→ **COMPLETE THE FOLLOWING**:
- a) Update the passage of the soccer chant article starting at "Is this the end of the ‘Puto’" and ending at "shooting to date.", putting "gunman" in place of "deranged individual".
- b) Carry the article on the Mexican soccer chant further, writing on from its last sentence.

After Orlando, Should Mexicans Keep Chanting ‘Ehhhhhh, Puto!’ at Soccer Matches?

Is this the end of the 'Puto' chant?
Is this the end of the ‘Puto’ chant?

Don’t go on reading if you think I have the answer to the above question, but it’s one that is being asked more and more these days, especially after a deranged individual stormed a gay bar in Orlando, Florida, killing dozens of people and earning the “honor” of having committed this country’s deadliest mass shooting to date.

Unless you live under a rock or — what’s more likely — don’t follow fútbol mexicano, Mexican soccer fans for years have popularized a simple chant to address goalies. It goes like this: “Ehhhhhhhh, puto!”. 

Puto, in a nutshell, can be translated as “fag” and it’s used because in Spanish, to score a goal is to “put [the ball] in” as in meterla (PUT IT IN), get it? Put “it” in.

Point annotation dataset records

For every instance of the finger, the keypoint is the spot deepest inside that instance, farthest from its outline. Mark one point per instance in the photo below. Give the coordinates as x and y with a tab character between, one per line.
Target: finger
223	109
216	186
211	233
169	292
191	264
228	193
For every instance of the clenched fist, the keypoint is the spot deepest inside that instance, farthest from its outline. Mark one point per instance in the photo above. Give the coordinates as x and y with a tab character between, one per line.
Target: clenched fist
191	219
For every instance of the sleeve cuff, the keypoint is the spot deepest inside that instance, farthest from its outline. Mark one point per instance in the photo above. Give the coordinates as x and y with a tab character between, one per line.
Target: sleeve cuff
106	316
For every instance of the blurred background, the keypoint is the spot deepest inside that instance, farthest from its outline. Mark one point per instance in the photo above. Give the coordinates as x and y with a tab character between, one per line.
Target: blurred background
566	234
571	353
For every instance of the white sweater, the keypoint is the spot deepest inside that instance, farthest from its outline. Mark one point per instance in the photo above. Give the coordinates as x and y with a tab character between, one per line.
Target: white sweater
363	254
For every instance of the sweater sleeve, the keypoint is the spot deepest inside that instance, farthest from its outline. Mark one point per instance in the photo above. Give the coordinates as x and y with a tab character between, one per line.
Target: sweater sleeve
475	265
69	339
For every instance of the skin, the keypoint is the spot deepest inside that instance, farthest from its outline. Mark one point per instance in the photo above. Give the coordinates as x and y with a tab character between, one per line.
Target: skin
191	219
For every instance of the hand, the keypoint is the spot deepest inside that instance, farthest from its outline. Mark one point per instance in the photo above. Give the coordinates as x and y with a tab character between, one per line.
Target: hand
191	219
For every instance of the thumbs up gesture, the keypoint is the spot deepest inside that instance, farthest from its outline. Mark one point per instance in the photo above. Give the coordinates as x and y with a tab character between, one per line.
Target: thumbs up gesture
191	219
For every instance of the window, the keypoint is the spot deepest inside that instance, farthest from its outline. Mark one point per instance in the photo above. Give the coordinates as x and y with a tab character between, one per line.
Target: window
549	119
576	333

→ **RESPONSES PER TASK**:
- a)
Is this the end of the ‘Puto’ chant?

Don’t go on reading if you think I have the answer to the above question, but it’s one that is being asked more and more these days, especially after a gunman stormed a gay bar in Orlando, Florida, killing dozens of people and earning the “honor” of having committed this country’s deadliest mass shooting to date.

- b)
Heck, even kids do it!

Per a 2014 story on

[The phrase] was first used by rowdy fans during soccer games in Guadalajara in 2004 —including an Olympics qualifying match against the US, Mexico’s bitter soccer rival, and from there it spread throughout Mexico’s professional soccer league.

It is true that the phrase came across as particularly insensitive Monday night, during a Copa America match between Mexico and Venezuela.

As a writer from The Guardian pointed out this week, the chant’s effect “was all the more jarring after a minute’s silence had been held in the stadium for the victims of the [Orlando] tragedy.”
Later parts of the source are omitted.